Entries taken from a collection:
■ ■ ■ ■ ■ ■ ■
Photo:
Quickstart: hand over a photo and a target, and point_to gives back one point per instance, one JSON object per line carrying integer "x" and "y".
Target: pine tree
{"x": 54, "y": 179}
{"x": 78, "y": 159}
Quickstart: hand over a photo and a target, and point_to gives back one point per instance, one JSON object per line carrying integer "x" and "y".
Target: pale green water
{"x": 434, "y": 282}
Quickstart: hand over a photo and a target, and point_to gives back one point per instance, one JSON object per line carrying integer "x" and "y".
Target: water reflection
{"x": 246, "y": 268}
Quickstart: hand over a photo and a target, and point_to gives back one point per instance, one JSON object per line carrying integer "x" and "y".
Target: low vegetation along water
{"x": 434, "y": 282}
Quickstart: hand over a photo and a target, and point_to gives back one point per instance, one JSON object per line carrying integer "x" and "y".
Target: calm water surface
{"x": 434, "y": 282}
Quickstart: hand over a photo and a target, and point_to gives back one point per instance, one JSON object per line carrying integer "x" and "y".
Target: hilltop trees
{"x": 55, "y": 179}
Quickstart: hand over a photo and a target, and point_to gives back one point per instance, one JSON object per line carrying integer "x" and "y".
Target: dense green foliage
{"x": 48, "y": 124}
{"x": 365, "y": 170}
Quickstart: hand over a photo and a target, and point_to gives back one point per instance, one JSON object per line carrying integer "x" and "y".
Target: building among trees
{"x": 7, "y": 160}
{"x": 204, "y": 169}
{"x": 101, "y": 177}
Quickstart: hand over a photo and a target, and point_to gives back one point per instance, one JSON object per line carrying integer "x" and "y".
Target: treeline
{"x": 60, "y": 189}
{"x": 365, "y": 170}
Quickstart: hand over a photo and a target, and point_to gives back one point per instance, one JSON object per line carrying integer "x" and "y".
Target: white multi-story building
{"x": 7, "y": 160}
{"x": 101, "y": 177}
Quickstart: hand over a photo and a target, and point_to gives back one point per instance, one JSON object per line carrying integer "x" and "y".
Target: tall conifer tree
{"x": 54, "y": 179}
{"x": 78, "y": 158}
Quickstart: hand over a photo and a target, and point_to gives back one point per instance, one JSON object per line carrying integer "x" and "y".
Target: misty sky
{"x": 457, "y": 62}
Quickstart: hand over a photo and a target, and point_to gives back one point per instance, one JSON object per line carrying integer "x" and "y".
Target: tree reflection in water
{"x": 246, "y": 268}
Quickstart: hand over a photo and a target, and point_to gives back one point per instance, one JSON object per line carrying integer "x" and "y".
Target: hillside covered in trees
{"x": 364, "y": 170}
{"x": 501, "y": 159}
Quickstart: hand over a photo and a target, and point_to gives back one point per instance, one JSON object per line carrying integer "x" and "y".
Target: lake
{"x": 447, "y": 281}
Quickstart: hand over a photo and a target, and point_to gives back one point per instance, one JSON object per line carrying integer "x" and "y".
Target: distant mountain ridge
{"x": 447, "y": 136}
■ ■ ■ ■ ■ ■ ■
EXERCISE REQUIREMENTS: Each line in the records above must be returned exactly as it stands.

PROBLEM SOLUTION:
Photo:
Quickstart: hand over a photo and a target, and point_to gives back one point per instance, one JSON object per line carrying integer "x" and "y".
Target: pine tree
{"x": 54, "y": 179}
{"x": 78, "y": 159}
Quickstart: hand over a photo and a target, and point_to gives back one point per instance, one JSON object per line carrying integer "x" and "y".
Target: pale green water
{"x": 434, "y": 282}
Quickstart: hand over a photo and a target, and point_to gives back one point per instance, one JSON object per line carrying integer "x" and "y".
Target: water reflection
{"x": 246, "y": 268}
Quickstart: hand over a photo and a target, and point_to gives back one point per instance, one JSON object per line carrying integer "x" and "y".
Target: low vegetation along water
{"x": 434, "y": 282}
Quickstart: hand over a photo and a target, and point_to gives back one point per instance, one JSON object per line carrying integer "x" and "y".
Target: calm water surface
{"x": 434, "y": 282}
Quickstart: hand over a photo and a target, and point_to gives back one point per instance, one JSON object per line carrying integer "x" and "y".
Target: hilltop trees
{"x": 55, "y": 179}
Quickstart: hand over a photo and a target, and point_to gives back one point per instance, one JSON object per line carrying integer "x" and "y".
Target: dense green foliage
{"x": 48, "y": 124}
{"x": 365, "y": 170}
Quickstart: hand over a photo and a target, and point_to gives back one point per instance, one JSON object per line carrying integer "x" and "y".
Target: building among trees
{"x": 7, "y": 160}
{"x": 204, "y": 169}
{"x": 101, "y": 177}
Quickstart: hand over a photo and a target, and point_to gives back one point per instance, one JSON object per line carrying integer "x" and "y".
Target: treeline
{"x": 60, "y": 189}
{"x": 365, "y": 170}
Quickstart: hand over a photo and a target, and point_to gives back one point per instance, one JSON object per line carrying integer "x" and "y".
Target: white multi-story building
{"x": 7, "y": 160}
{"x": 101, "y": 177}
Quickstart: hand over a photo and a target, and point_to gives back one point per instance, one JSON object per line carrying integer "x" and "y".
Target: tall conifer tree
{"x": 54, "y": 179}
{"x": 78, "y": 158}
Quickstart: hand over a photo and a target, and point_to gives back one point per instance, one JSON object per line carrying integer "x" and "y".
Target: misty sky
{"x": 457, "y": 62}
Quickstart: hand over a photo and a target, and point_to gives back one point per instance, one JSON object per line carrying integer "x" and "y".
Target: tree reflection in water
{"x": 246, "y": 268}
Quickstart: hand over a photo and a target, and point_to gives back one point per instance, one JSON object per line carrying integer "x" and "y".
Target: hillside covered in trees
{"x": 364, "y": 170}
{"x": 501, "y": 159}
Quickstart: hand over a photo and a target, and point_to gives back one point per instance, one JSON object per line carrying integer "x" and "y".
Target: lake
{"x": 447, "y": 281}
Quickstart: hand over a photo and a target, and point_to gives back one point per instance, one JSON object per line carrying integer "x" and "y".
Target: distant mountain ridge
{"x": 447, "y": 136}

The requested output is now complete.